The state of Montana requires all state and county governments, municipalities, school districts, and the university system to make reasonable efforts to provide an area close in proximity to the workplace, other than the bathroom, to allow an employee to express milk. Mont. Code § 39-2-216(1). Public employers are encouraged, but not required, to provide nursing mothers who return to work, a private area to express milk and facilities for milk storage. Mont. Code § 39-2-216. Montana does not require employers to pay for time taken to express milk. Mont. Code § 39-2-217.

Meal Breaks

The state of Montana has no law regulating meal breaks or rest periods. The state only requires paying the employee for time they work during a break. Mont. Admin. R. 24.16.1006.

Minimum Wage and Overtime

Effective January 1, 2023, the minimum wage for most businesses is $9.95 per hour. Montana does not permit a tip credit. Employers still must comply with federal wage laws and regulations because Montana does not allow employers to pay less than the minimum wage. Mont. Code § 39-3-409.

Provisions governing overtime pay can be found at Mont. Code § 39-3-405. Generally, if an employee works more than 40 hours in a workweek, they must be compensated at a rate of one and one-half times the regular rate of pay at which they are employed, although this does not apply to agricultural employees.

Wage Recordkeeping

Every employer shall make and keep, in or about the premises wherein any employee is employed, for at least three years: a record of the name, address, occupation, rate of pay, and amount paid each pay period to each employee, in addition to any information as the director of the Department of Labor shall prescribe by regulation as necessary. Mont. Admin. R. 24.16.6102; see also Mont. Admin. R. 24.8.107.

Final Payments

When an employer discharges or lays off an employee, the employer must pay the employee all wages due immediately upon separation (within four hours or the end of the business day, whichever occurs first), unless the employer has a written personnel policy that extends the time for payment of final. When an employee quits, the employer must pay the employee all wages due by the next regular payday or within 15 days, whichever occurs first. Mont. Code § 39-3-205.

Unemployment Insurance

The Unemployment Insurance Act was enacted to protect the public good and the general welfare of the citizens of Montana because unemployment is a serious menace to the health, morals, and welfare of the people. Mont. Code § 39-51-102. The state of Montana prohibits an employer from forcing an employee to pay for the employer's contributions, as well as coercing the employee to waive, release, or commute their rights to unemployment benefits. Mont. Code § 39-51-3102.

Unemployment insurance benefits provide income to individuals who have lost work through no fault of their own. The benefits are intended to partially offset the loss of wages while an unemployed worker searches for suitable work or until an employer can recall the employee to work. No deduction from the employee's wages will be used to pay for this coverage. Unemployment benefits are administered by the Montana Department of Labor & Industry. Mont. Code § 39-51-2102 and Mont. Code § 39-51-2103.

Assigned task 1 ▸
List the items of information that the Montana employment law summary says every employer must record for each employee.
Assigned task 2 ▸
Duplicate the stretch of the Montana employment law summary from "Effective January 1, 2023, the" through "to agricultural employees.".
Assigned task 3 ▸
Answer these questions from the Montana employment law summary:
(a) What is the minimum wage for most businesses effective January 1, 2023?
(b) For how many years must an employer keep its wage records?
(c) Which agency administers unemployment benefits?
These records come from a separate source.

Excerpts from a dataset:
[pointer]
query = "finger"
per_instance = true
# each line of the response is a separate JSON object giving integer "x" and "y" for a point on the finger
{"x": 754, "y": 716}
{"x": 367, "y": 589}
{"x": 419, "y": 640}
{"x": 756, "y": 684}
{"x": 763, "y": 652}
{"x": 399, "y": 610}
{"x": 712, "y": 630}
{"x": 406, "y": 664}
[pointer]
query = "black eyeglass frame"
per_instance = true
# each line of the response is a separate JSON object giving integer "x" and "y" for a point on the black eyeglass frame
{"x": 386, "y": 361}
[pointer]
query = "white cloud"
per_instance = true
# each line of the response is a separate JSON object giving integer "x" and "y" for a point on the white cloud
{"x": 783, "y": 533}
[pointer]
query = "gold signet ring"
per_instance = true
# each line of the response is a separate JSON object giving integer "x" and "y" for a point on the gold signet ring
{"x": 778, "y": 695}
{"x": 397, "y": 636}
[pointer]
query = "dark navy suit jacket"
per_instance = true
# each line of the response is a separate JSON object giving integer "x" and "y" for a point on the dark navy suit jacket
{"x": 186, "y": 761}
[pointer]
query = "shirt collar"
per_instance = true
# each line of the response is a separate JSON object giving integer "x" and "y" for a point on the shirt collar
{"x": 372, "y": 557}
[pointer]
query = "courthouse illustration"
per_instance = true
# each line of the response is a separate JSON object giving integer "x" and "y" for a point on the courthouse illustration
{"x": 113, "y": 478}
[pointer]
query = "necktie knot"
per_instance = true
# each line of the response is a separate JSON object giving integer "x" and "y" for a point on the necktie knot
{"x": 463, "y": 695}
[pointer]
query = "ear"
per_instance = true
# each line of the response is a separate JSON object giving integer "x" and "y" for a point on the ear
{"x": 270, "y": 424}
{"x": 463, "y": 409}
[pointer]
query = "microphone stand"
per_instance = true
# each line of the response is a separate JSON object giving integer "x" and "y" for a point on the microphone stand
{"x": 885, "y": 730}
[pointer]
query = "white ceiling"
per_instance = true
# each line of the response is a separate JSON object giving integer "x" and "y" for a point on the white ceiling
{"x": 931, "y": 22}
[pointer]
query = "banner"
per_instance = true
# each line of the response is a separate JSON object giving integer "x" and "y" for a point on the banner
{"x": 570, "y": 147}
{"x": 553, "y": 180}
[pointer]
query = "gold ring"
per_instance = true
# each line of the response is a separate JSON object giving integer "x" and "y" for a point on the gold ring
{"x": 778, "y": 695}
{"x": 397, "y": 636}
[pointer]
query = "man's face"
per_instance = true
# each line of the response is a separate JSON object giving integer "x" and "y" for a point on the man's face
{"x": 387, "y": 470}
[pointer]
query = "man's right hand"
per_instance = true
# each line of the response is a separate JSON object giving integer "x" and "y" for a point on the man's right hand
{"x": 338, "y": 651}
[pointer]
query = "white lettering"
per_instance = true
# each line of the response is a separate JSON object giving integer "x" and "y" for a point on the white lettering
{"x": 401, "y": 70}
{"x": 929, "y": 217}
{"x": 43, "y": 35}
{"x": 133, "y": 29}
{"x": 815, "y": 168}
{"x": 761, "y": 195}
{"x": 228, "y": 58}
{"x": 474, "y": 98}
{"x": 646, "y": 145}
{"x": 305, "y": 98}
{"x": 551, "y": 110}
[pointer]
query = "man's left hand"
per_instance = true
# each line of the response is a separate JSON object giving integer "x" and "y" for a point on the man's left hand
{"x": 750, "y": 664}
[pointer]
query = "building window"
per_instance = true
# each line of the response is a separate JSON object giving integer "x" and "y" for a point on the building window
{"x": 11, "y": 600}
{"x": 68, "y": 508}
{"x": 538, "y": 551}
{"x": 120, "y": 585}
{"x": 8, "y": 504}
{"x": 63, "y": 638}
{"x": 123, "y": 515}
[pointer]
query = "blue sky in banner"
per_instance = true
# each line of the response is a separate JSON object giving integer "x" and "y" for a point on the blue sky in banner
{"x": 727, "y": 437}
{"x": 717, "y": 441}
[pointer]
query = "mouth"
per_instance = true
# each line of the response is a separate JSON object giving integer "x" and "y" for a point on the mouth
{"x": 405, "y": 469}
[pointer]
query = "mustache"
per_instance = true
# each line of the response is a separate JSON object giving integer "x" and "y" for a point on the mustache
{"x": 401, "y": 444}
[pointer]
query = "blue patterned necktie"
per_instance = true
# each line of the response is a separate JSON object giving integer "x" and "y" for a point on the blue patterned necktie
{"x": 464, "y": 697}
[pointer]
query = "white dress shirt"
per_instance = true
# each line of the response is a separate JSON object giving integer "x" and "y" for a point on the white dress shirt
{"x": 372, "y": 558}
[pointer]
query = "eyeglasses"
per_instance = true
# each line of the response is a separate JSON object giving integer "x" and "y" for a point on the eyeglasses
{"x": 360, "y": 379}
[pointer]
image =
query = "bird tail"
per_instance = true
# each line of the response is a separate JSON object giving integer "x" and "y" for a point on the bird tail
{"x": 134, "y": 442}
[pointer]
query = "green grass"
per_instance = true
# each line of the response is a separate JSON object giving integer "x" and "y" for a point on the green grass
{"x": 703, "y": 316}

Worked solution 1 ▸
Name, address, occupation, rate of pay, and amount paid each pay period.

Worked solution 2 ▸
Effective January 1, 2023, the minimum wage for most businesses is $9.95 per hour. Montana does not permit a tip credit. Employers still must comply with federal wage laws and regulations because Montana does not allow employers to pay less than the minimum wage. Mont. Code § 39-3-409.

Provisions governing overtime pay can be found at Mont. Code § 39-3-405. Generally, if an employee works more than 40 hours in a workweek, they must be compensated at a rate of one and one-half times the regular rate of pay at which they are employed, although this does not apply to agricultural employees.

Worked solution 3 ▸
(a) $9.95 per hour.
(b) At least three years.
(c) The Montana Department of Labor & Industry.